Quoted passage:
=======

Google Blogoscoped

Monday, June 18, 2007

Sebastien Marcel on Face Recognition

Google recently released an option to show faces only in their image search results. Via instant messenger, I talked to face recognition software expert S├ębastien Marcel about this subject and more.


Hi Sebastien! Can you tell us a little bit about yourself – how old are you, where do you live, and what do you do?

I am 34. I leave in Martigny, Switzerland, and I work in a Research Institute called IDIAP. I am a research scientist in Image Processing and Pattern Recognition applied to Biometric Authentication and Multimodal Interaction. See my homepage for more details. I am particularly interested in the problem of face detection and recognition in images and videos.

What are some of the typical applications where people need image recognition?

Photo cataloging is an obvious one, but also biometric authentication (access to a bank account or cash machine, PIN code replacement on the cell phone or any cards), more secured applications such as identification of people such as terrorists (if possible), and more general applications in the domain of multi-modal interaction where a user can interact with a computer using the voice but also using gestures... you need to be able to recognize facial expressions, or to monitor elderly people and for that you need image processing and more particularly face detection and recognition.

Is face recognition very different from recognizing say a car, or an elephant, within a picture?

In practice yes. We are using very specific algorithms, it is very different with other objects. For instance, cars and other objects can be seen from any point of view while for a face this is more restricted. It is frontal most of the time, rotated in the plane or out-of-the plane of the image.

I see. Let’s take one of your applications, Google Portrait, which returns a list of faces only when you enter a search query. Can you explain the broad concept of how the face detection algorithm behind that works?

Yes. There are 3 main concepts:

Scanning consists of searching in the image at any scale, location and eventually in-plane orientation for a face within a fixed size sub-window.

=======

Supplied information:

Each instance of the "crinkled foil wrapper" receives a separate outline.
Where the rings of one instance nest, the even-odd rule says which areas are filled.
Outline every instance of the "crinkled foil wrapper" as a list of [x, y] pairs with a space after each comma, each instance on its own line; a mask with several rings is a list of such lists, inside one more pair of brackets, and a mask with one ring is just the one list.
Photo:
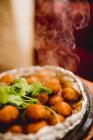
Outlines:
[[65, 122], [56, 124], [55, 126], [46, 126], [40, 129], [36, 134], [12, 134], [7, 132], [0, 134], [0, 140], [56, 140], [62, 139], [70, 130], [74, 129], [83, 119], [87, 107], [87, 97], [84, 93], [84, 88], [81, 81], [70, 71], [60, 67], [54, 66], [31, 66], [29, 68], [14, 69], [0, 74], [0, 77], [7, 73], [13, 73], [18, 76], [30, 75], [36, 73], [38, 70], [48, 69], [58, 73], [60, 77], [65, 77], [68, 81], [72, 82], [73, 87], [82, 94], [82, 108], [80, 112], [72, 114]]

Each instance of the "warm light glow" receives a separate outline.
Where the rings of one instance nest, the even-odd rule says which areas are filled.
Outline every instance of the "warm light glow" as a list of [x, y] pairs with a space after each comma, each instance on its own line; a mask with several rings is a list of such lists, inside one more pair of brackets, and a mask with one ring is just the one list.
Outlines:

=======

Set tasks:
(A) Translate this sentence from the face recognition interview into Spanish: "For instance, cars and other objects can be seen from any point of view while for a face this is more restricted."
(B) Count the lines of the records that contain the word "brackets". Reply with the number only.
The records are unrelated to the face recognition interview.

Completed exercise:
(A) Por ejemplo, los coches y otros objetos pueden verse desde cualquier punto de vista, mientras que en el caso de una cara esto es más restringido.

(B) 2